begin Records to use

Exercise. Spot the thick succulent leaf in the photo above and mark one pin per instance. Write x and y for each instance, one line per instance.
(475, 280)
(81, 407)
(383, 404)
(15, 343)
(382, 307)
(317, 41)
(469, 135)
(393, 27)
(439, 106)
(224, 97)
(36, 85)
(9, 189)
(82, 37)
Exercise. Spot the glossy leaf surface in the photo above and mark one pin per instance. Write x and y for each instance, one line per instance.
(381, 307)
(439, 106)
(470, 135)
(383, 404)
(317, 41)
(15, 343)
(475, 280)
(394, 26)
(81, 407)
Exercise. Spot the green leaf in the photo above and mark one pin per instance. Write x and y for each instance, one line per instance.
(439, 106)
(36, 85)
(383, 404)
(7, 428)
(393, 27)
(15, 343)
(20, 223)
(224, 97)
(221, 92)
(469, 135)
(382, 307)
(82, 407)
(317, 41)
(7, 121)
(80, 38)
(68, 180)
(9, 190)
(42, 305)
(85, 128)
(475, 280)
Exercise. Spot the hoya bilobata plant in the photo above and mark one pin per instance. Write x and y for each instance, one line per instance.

end Records to use

Copy every one of the entries above word for word, line by line, with no changes.

- [Written solution]
Exercise. Spot the thick succulent leaf in the photo above and mark one pin per instance. Write x and y for each instance, one line per instance.
(475, 280)
(81, 407)
(383, 404)
(15, 343)
(382, 307)
(317, 41)
(469, 135)
(393, 27)
(439, 106)
(224, 97)
(36, 85)
(9, 189)
(82, 37)
Exercise. Spot the glossy leaf surface in the photo above and mark one pin per instance. Write x and y for each instance, one line per instance.
(381, 307)
(439, 106)
(470, 135)
(383, 404)
(317, 41)
(15, 343)
(475, 280)
(394, 26)
(81, 407)
Exercise. Spot the green leaf in the photo above and mark one pin per instance. Write x and y for each instance, one line per instance.
(439, 106)
(36, 85)
(383, 404)
(7, 428)
(393, 27)
(15, 343)
(20, 223)
(224, 97)
(221, 92)
(469, 135)
(382, 307)
(82, 407)
(317, 41)
(7, 121)
(80, 38)
(68, 180)
(9, 190)
(42, 305)
(85, 128)
(475, 280)
Exercise. Spot the hoya bilobata plant in the photo above and mark one pin per instance. Write x and y for each instance, one line per instance.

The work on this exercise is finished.